[Collection entries]

----

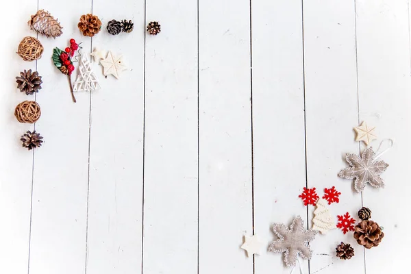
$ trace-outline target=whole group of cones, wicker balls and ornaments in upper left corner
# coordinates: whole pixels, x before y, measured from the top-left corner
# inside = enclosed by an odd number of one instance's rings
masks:
[[[38,10],[36,14],[32,15],[28,21],[30,29],[37,34],[46,36],[47,38],[57,38],[62,35],[62,25],[58,19],[54,18],[49,12],[45,10]],[[101,20],[94,14],[84,14],[80,17],[77,27],[79,31],[86,37],[93,37],[101,31]],[[109,34],[118,35],[120,33],[129,34],[134,29],[134,23],[131,20],[109,21],[106,27]],[[157,21],[151,21],[147,25],[147,32],[151,35],[157,35],[161,32],[161,26]],[[81,44],[81,43],[80,43]],[[74,92],[76,91],[92,91],[101,88],[99,81],[92,71],[90,61],[79,54],[82,49],[74,39],[70,40],[69,47],[64,50],[55,47],[51,59],[55,67],[69,78],[71,97],[73,102],[76,102]],[[27,36],[21,40],[18,45],[18,55],[25,61],[34,61],[41,58],[44,48],[37,38]],[[77,55],[76,55],[77,51]],[[123,55],[116,55],[109,51],[95,50],[91,53],[101,66],[103,66],[103,74],[105,77],[113,75],[117,79],[121,71],[125,71],[127,66],[123,62]],[[74,62],[79,62],[79,74],[75,82],[71,84],[71,74],[75,71]],[[42,77],[37,71],[24,70],[16,77],[17,88],[26,95],[34,95],[41,89]],[[36,123],[40,119],[41,110],[40,105],[36,101],[23,101],[19,103],[15,110],[14,116],[20,123]],[[23,147],[27,149],[35,149],[42,145],[42,136],[36,131],[27,131],[21,136]]]

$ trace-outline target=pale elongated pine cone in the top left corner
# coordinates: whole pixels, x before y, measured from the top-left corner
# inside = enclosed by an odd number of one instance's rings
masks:
[[[47,37],[56,38],[62,35],[62,26],[49,12],[39,10],[32,15],[32,19],[28,22],[30,29],[34,29],[38,34],[43,34]]]

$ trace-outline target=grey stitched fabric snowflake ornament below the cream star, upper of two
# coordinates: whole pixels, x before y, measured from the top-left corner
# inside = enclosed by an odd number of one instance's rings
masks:
[[[375,188],[384,188],[384,180],[379,177],[379,173],[383,173],[388,164],[384,161],[375,162],[374,158],[373,147],[364,149],[361,157],[353,153],[347,153],[345,160],[351,167],[343,169],[338,175],[346,179],[356,178],[354,188],[357,192],[364,190],[366,183]]]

----

_What you are asked to do_:
Without including any pictures, repeat the records above exactly.

_Response to this exercise_:
$ trace-outline target=whole group of cones, wicker balls and ornaments in upper left corner
# coordinates: whole pixels, x before y, measured from the top-left corner
# inside = enclosed by an odd number of one instance's rings
masks:
[[[38,10],[36,14],[32,15],[28,21],[30,29],[37,34],[46,36],[47,38],[57,38],[62,35],[62,25],[58,19],[54,18],[49,12],[45,10]],[[101,20],[94,14],[84,14],[80,17],[77,27],[79,31],[86,37],[93,37],[101,31]],[[109,34],[118,35],[120,33],[129,34],[134,29],[134,23],[131,20],[109,21],[106,27]],[[157,21],[151,21],[147,25],[147,32],[151,35],[157,35],[161,32],[161,26]],[[81,44],[81,43],[80,43]],[[74,92],[76,91],[92,91],[101,88],[99,81],[92,71],[90,61],[79,54],[82,49],[74,39],[70,40],[69,47],[64,50],[55,47],[51,59],[55,67],[69,78],[71,97],[73,102],[76,102]],[[27,36],[21,40],[18,45],[18,55],[25,61],[34,61],[41,58],[44,48],[37,38]],[[77,55],[76,55],[77,51]],[[123,55],[116,55],[109,51],[95,50],[91,53],[101,66],[103,66],[103,74],[105,77],[113,75],[117,79],[121,71],[125,71],[127,66],[123,62]],[[74,62],[79,62],[79,74],[75,82],[71,84],[71,74],[75,71]],[[42,77],[37,71],[24,70],[16,77],[17,88],[26,95],[34,95],[41,89]],[[36,123],[40,119],[41,110],[40,105],[36,101],[23,101],[19,103],[15,110],[14,116],[20,123]],[[23,147],[27,149],[35,149],[42,145],[42,136],[36,131],[27,131],[21,136]]]

$ trace-outline target=pale elongated pine cone in the top left corner
# coordinates: whole pixels, x before y, measured from the top-left corner
# inside = enclosed by an odd number of one instance's rings
masks:
[[[47,37],[56,38],[62,35],[62,26],[49,12],[39,10],[32,15],[32,19],[28,22],[30,29],[34,29],[38,34],[43,34]]]

$ trace-outline target=grey stitched fabric snowflake ornament below the cream star, upper of two
# coordinates: whole pixels, x before y, measured from the top-left corner
# inside = enclosed by an odd number of one instance's rings
masks:
[[[375,188],[384,188],[384,180],[379,177],[379,173],[383,173],[388,164],[384,161],[375,162],[374,158],[373,147],[364,149],[361,157],[353,153],[347,153],[345,160],[351,167],[343,169],[338,175],[346,179],[356,178],[354,188],[357,192],[364,190],[366,183]]]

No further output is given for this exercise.